## Exercise instructions
1 - Please reproduce the conformity essay word for word, from "Why? Its because" to "their public standing.".
2 - Carry on the conformity essay, starting right after its last sentence.

## Reading text
-*-*-

Why? Its because we live in a judging society. For all that Americans supposedly are "live and let live," we're anything but that. Every day, hundreds of TV shows, web sites, magazines, and the like revel in exposing celebrities' private lives and thoughts. To ridiculing anyone who's a little different (and, a lot different too...). We even tune in to see horrible "real people," on shows like Judge Judy or the late great Jerry Springer Show, so we can revel in how awful these people are. We love judging all these people. And in the celebrity realm, anyone whose behavior gets slightly out of line has to go on some apology tour before they can regain their public standing. 

Many times the scorn is well deserved (like...Mel Gibson or Chris Brown or Bieber) but often it stems from holding some unpopular belief, or belonging to some disfavored organization, or supporting the wrong political party. Things that are totally legal, but socially disfavored. And often, beliefs that many people also hold but are afraid to express. "Who knew that guy was a REPUBLICAN??!?" Or gay, or Mormon, or into scotchy, scotch, scotch. Or in the commercial world, a company makes the same tired old product because they know that "works." They don't know that the new product will sell. So every store winds up looking like every other store. Every movie made is a sequel, or a permutation of some other successful movie. And so forth.

If you're someone who doesn't necessarily roll with the popular thing, you do the only thing you can. You hide. You conceal anything the least bit offensive or troubling or non-conformist. Its self-preservation. If you can't swim, you stay out of the water. If everyone around you is a raging atheist, you don't tell them you're a believer. And so forth. You go along to get along.

The result: everyone looks the same, sounds the same, acts the same. Whatever may happen to gain the greatest popular approval winds up as the "norm." Anything deviating from that must justify its existence.

-*-*-

## Recorded data
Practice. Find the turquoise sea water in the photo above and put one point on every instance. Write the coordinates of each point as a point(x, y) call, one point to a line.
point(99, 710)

-*-*-

## Replies
1 -
Why? Its because we live in a judging society. For all that Americans supposedly are "live and let live," we're anything but that. Every day, hundreds of TV shows, web sites, magazines, and the like revel in exposing celebrities' private lives and thoughts. To ridiculing anyone who's a little different (and, a lot different too...). We even tune in to see horrible "real people," on shows like Judge Judy or the late great Jerry Springer Show, so we can revel in how awful these people are. We love judging all these people. And in the celebrity realm, anyone whose behavior gets slightly out of line has to go on some apology tour before they can regain their public standing.

2 -
This touches everything. Pro athletes must conform to behavior expectations. I'm not talking about asking them to follow the same laws as everyone else. I'm talking about how they can't have opinions on controversial subjects, or have lots of tattoos, or support certain candidates, without damaging their "brand." Movies can't show people smoking, even though in reality, people smoke. TV networks and sponsors comb every show for any remotely politically incorrect phrase or story. School boards and state education agencies sanitize the teaching of history and literature. Huckleberry Finn? Can't read it (contains bad words). And politicians? Every word uttered matches some focus group tested formula. Every appearance is heavily scripted. When did it become required that every speech had to include a racially and gender balanced bunch of "ordinary citizen" extras standing behind the candidate or official, all appearing to "stand behind" the message?

The problem is that we've all become this way. WE have self-censored ourselves. We erect shields and barriers and defenses to prevent ourselves from revealing our innermost, earnestly held thoughts. We hide all the messiness and ickiness about ourselves to project a perfect image, or at least one that conforms with what we think people "expect" of us. We act to further our own personal "brand." We fear that moment where we say anything the slightest bit offensive, lest we lose our jobs or customers or adoring fans. We don't offer opinions on anything even remotely controversial until we gauge the room, or our audience, for fear of offense. We fear job interviews or sales calls not so much because the audience will find our "product" wanting, but because we may let our shield slip ever so slightly and reveal some controversial thought.

So anyone who doesn't live that way risks coming off in one of two ways. Think about your crazy uncle. Maybe he spouts a bunch of borderline racist epithets. Maybe he thinks the Government spies on us every moment. Maybe he thinks bathtubs are dangerous to our health. He might never wear the color green. He thinks the CIA invented ebola. He calls all women "honey." Your crazy uncle comes off as a totally weird guy, because he holds opinions most of us do not hold, or in many cases, that were once considered mainstream but no longer. And doesn't bother to hide it. Or even realize that some people would disagree with him. Or doesn't care. He has no "filter."

If your crazy uncle has no power in the world, if he's the manager of a car wash, let's say, people view him as just an oddball. Or a freak. No one that causes any concern, but no one you'd want to include in your own friend circle, right? But maybe if he has some element of charm or other "redeeming" qualities, you can have great affection for your crazy uncle. Maybe he's a hit at parties. Maybe people consider his bluntness as refreshing.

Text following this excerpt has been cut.